## [EXCERPT PROVIDED]
┌──
Q: Should employers have a policy around this?
A: “Absolutely. Your initial policy doesn’t necessarily have to be fully developed; it can be something as simple as an email that sets out how the company is going to be handling these kinds of matters.
“Typically speaking, well-prepared employers will already have an employee privacy policy in place. It probably won’t address this specific circumstance and that’s OK because the legislation already considers this to be an exceptional circumstance and that’s why it deals with the emergency revisions.
“If you don’t have a policy in place, think about reaching out to your legal counsel just to get something quickly developed, so you can send it out to your employees [to say] ‘Here’s the work-from-home situation, you need to let us know if you or someone else your household starts experiencing COVID symptoms.’
“And then enforce those policies to the best of your ability.”
Q: Is sending out a mass email a good place to start?
A: “That’s the first step. Most employers aren’t going to have the time right now to develop a comprehensive 15-page policy with proper definitions, so what you want to do is get your immediate policy out the door and that’s just a notice to your employees. In Alberta and B.C., and also from our perspective in Quebec and under PIPEDA, there’s a requirement that you provide sufficient notice to employees about the collection, use and disclosure of their personal information and the reasons for the collection use and disclosure of the personal information.
“It’s not a strict consent requirement, so the notice is sufficient from the perspective of privacy legislation. For the most part, you have to tell employees how you’re going to be collecting using or disclosing their PI (personal information); you don’t have to have them sign off on it so long as you’ve provided them with an adequate notice that describes what you’re doing and why you’re doing it.”
Q: How is privacy legislation involved during the pandemic?
A: “The first and most important thing to do is that you implement adequate safeguards including administrative, technical and physical safeguards to ensure that personal information isn’t compromised or subject to unauthorized access or destruction.
└──
## [TASK INSTRUCTIONS]
1. Answer these questions using the interview on employer privacy policies.
(a) What does the interview say an initial policy can be as simple as?
(b) In which places, or under which law, is there a requirement to give employees sufficient notice about their personal information?
(c) What three kinds of safeguards does the final answer name?
2. State whether each statement agrees with the interview on employer privacy policies, and quote the words that decide it.
(a) Employees must sign off on the notice about their personal information.
(b) Well-prepared employers will typically already have an employee privacy policy.
(c) Most employers have time right now to develop a comprehensive 15-page policy.
3. Write the next part of the interview on employer privacy policies, picking up after its last sentence.

## [DATASET]
┌──
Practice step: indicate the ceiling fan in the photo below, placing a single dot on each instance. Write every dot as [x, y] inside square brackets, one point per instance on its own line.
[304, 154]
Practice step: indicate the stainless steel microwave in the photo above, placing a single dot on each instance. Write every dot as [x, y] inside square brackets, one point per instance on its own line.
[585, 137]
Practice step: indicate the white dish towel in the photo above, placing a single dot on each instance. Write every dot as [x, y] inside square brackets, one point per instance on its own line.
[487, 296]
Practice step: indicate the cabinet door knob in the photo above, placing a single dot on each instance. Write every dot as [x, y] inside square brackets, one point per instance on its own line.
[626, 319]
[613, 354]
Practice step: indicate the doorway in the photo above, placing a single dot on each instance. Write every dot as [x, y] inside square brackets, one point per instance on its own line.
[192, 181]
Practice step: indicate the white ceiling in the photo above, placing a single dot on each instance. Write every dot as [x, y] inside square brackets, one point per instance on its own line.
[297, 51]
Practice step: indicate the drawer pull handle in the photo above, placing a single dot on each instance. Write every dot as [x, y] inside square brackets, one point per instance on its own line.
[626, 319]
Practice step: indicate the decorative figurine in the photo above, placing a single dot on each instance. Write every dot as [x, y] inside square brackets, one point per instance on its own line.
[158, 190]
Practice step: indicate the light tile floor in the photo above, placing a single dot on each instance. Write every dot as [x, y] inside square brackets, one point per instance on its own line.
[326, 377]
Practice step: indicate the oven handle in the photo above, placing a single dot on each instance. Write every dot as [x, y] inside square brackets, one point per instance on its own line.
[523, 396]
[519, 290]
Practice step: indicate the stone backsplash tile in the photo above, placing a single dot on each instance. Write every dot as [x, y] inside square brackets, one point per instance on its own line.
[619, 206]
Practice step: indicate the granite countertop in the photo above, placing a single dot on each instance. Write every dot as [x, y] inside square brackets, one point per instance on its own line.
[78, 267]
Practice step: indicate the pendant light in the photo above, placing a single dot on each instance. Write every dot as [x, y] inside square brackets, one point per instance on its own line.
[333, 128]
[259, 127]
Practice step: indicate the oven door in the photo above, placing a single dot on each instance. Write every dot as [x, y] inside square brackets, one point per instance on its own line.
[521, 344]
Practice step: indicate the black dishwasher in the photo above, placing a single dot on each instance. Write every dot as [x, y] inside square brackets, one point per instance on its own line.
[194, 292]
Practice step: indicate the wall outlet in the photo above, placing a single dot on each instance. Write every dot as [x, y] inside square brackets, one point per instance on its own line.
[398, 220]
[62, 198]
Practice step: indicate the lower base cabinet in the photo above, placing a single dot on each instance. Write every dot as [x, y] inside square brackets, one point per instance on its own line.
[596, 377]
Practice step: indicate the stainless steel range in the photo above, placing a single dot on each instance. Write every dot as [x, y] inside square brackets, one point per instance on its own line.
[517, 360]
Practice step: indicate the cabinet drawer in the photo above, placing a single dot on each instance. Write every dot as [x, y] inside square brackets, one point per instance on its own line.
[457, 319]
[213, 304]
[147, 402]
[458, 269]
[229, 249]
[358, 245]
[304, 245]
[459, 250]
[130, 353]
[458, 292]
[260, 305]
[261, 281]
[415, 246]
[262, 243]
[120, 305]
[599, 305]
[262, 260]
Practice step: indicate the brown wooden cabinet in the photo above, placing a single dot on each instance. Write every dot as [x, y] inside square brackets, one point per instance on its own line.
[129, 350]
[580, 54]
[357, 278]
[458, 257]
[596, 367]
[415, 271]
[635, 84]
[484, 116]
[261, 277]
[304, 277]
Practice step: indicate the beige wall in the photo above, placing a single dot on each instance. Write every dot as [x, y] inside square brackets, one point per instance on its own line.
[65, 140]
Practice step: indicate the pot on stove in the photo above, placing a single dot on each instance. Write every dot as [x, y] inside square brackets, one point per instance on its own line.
└──
## [RESPONSES TO THE TASKS]
1.
(a) An email that sets out how the company is going to be handling these kinds of matters.
(b) Alberta, B.C. and Quebec, and under PIPEDA.
(c) Administrative, technical and physical safeguards.

2.
(a) No: "you don’t have to have them sign off on it so long as you’ve provided them with an adequate notice that describes what you’re doing and why you’re doing it."
(b) Yes: "Typically speaking, well-prepared employers will already have an employee privacy policy in place."
(c) No: "Most employers aren’t going to have the time right now to develop a comprehensive 15-page policy with proper definitions"

3.
“The second thing that you want to do is determine how long you’re going to keep that personal information and develop some kind of a retention policy, because it’s highly sensitive.
“The general idea, and what’s required by the law in Alberta, B.C. and Quebec and what’s a suggested principle in the rest of Canada, is that you only keep that personal information for as long as you reasonably require it. By the end of the pandemic, you want to be destroying that information, or rendering it unreadable, because you don’t really have the purpose for keeping it anymore.
“The third thing that you have to do is develop a set of policies or procedures about how you’re going to use the information about employee-positive diagnosis to ensure that it’s, in fact, a reasonable use of that personal information.
“The trick with PIPEDA is that it does not apply to the collection, use or disclosure of employee personal information except in a federally regulated undertaking: pipelines, airlines, etc. PIPEDA tells those kinds of companies how and when they can collect personal information about employees.
“For every other business that’s not federally regulated, PIPEDA actually doesn’t apply in respect to the collection, use and disclosure of employee personal information. In every province, except for Alberta, B.C. and Quebec, there’s actually no laws about how you collect information about your employees, as long as it’s reasonably related to the employment relationship. In Alberta, B.C. and Quebec, there are provincial laws that deal with that.”